Consigne:
Répondez à ces questions sur le texte consacré au documentaire Panoptic :
1. Dans quels festivals internationaux le film a-t-il été présenté ?
2. Quelle institution a exigé que Rana Eid censure son film ?
3. En quelle année Rana Eid est-elle née ?

Texte source:
------------------------------------------------------------

Collection Darkness, censure et cinéma


Rana Eid préfère déprogrammer son documentaire Panoptic plutôt que d'accepter de le censurer

Publié par darkness-fanzine.over-blog.com sur 4 Avril 2018, 07:47am

Catégories : #censure, #cinéma, #interdiction, #panoptic, #liban, #beyrouth, #rana eid, #Beirut Cinema Screenings

Panoptic (Rana Eid, 2017) est un documentaire qui présente la lettre d’une fille à son père, qui se rappelle les moments passés dans les abris anti-aériens pendant la guerre civile libanaise. Le portail du film documentaire précise : « Panoptic plonge dans les tréfonds de Beyrouth pour explorer les paradoxes dont recèle le Liban : un pays qui a soif de modernité mais qui ignore ironiquement les vices qui l’empêchent d’atteindre pleinement celle-ci. Alors que les Libanais décident pour la plupart de fermer les yeux sur les failles de l’histoire de leur pays, Rana Eid sonde à travers images et sons, des monuments emblématiques et des secrets dissimulés. » Un récit introspectif qui n'esquive aucune question douloureuse sur le Liban contemporain, doublé d'une déclaration d'amour à son père décédé.

 

Présenté dans des festivals internationaux, à Locarno et à Dubaï, Panoptic n'a pas reçu le même accueil dans son pays d'origine. Alors qu'il devait être projeté au cinéma Metropolis dans le cadre du festival Beirut Cinema Screenings organisé du 22 au 25 mars 2018 à Beyrouth, la réalisatrice et ingénieure du son Rana Eid est sommée de censurer son film par la Sûreté Générale deux jours avant sa projection prévue le 24 mars à 21 heures. Refusant de plier, la réalisatrice préfère et accepte que son film soit déprogrammé. Elle explique la situation dans un entretien publié le 3 avril dernier :

 

« Je suis née en 1976, j'ai passé ma jeunesse dans les abris et j'ai entrepris une sorte de voyage dans les souterrains de Beyrouth. Je me suis rendue compte que le sous-sol libanais est d'une manière ou d'une autre relié à un système militaire : des centres de détention, des bases ou d'anciens QG de miliciens. Il y a tout un réseau militaire caché. Au Liban, il n'y a pas de dictateur au sens propre, c'est pour cela qu'il n'y a pas de révolte populaire. A la place, il y a un système militaire qui nous regarde sans que l'on sache où il est. Panoptic a été un long processus au terme duquel je me suis aperçue que c'était aussi une façon de parler à mon père, militaire, avec qui j'avais une très belle relation et qui est mort il y quelques années. C'est une façon de faire son deuil et de montrer comment cette démarche est difficile à Beyrouth, où tout nous ramène au passé. »

------------------------------------------------------------

Lignes de données:
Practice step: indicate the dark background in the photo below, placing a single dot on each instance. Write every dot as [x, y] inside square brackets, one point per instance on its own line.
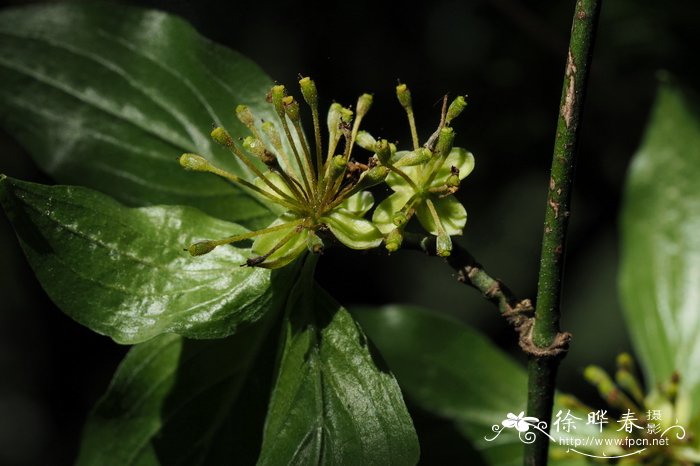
[508, 56]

------------------------------------------------------------

Réponse:
1. À Locarno et à Dubaï.
2. La Sûreté Générale.
3. En 1976.